Write out the part of the text on cancer drug access in Ireland from "Other countries have" up to and including "it by design.", word for word.

====== EXCERPT

The facts are stark. Irish patients wait on average from 644 days to 694 days. Some data actual shows it is up to 1,000 days between European Medicines Agency, EMA, authorisation and HSE reimbursement for new oncology drugs. Only one quarter of EMA-approved cancer medicines since 2020 are available here, which is the lowest rate in western Europe. Every four-week delay in starting cancer treatment increases mortality rates by around 10%. We are building delays into a system that is, sadly, costing lives.

Other countries have acted. They run structured early access schemes that give patients highly governed, time-limited access to breakthrough drugs while price and health technology assessment, HTA, processes continue. Ireland has no such national pathway. Access is ad hoc and clinician by clinician. The system has inequity in it by design.

============
====== RECORDED INFORMATION

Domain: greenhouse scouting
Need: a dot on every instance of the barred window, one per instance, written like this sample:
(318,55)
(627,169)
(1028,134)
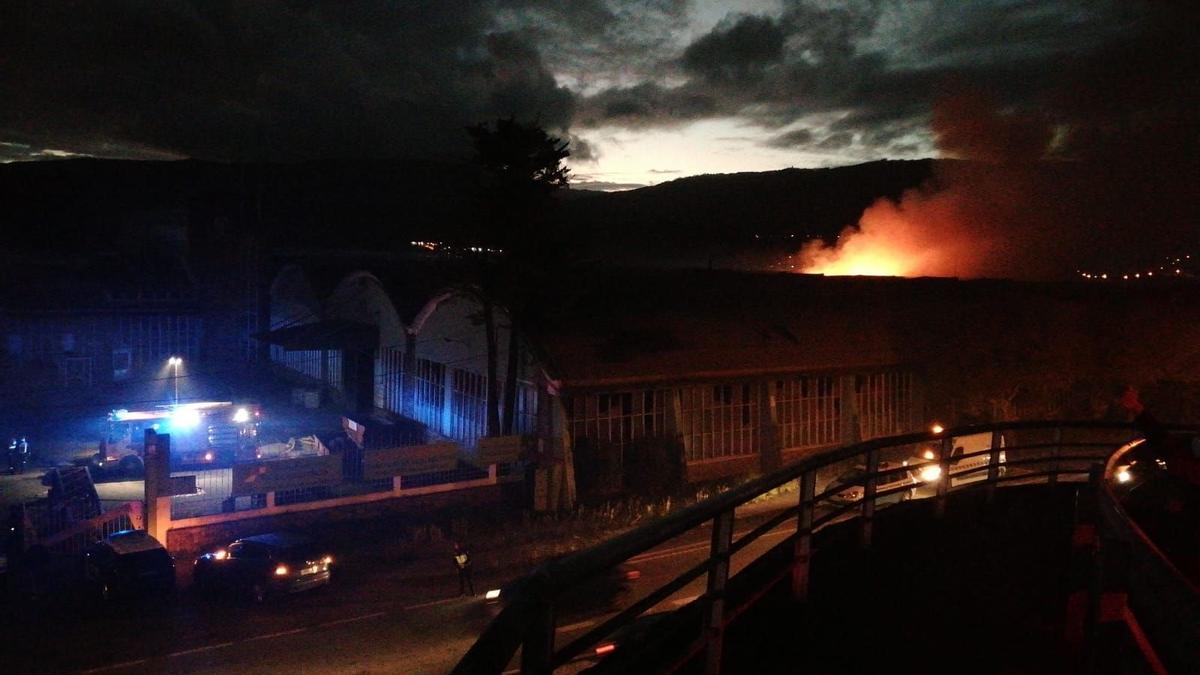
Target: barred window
(429,389)
(809,411)
(885,402)
(334,369)
(468,406)
(619,417)
(719,420)
(389,378)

============

[ANSWER SPACE]:
Other countries have acted. They run structured early access schemes that give patients highly governed, time-limited access to breakthrough drugs while price and health technology assessment, HTA, processes continue. Ireland has no such national pathway. Access is ad hoc and clinician by clinician. The system has inequity in it by design.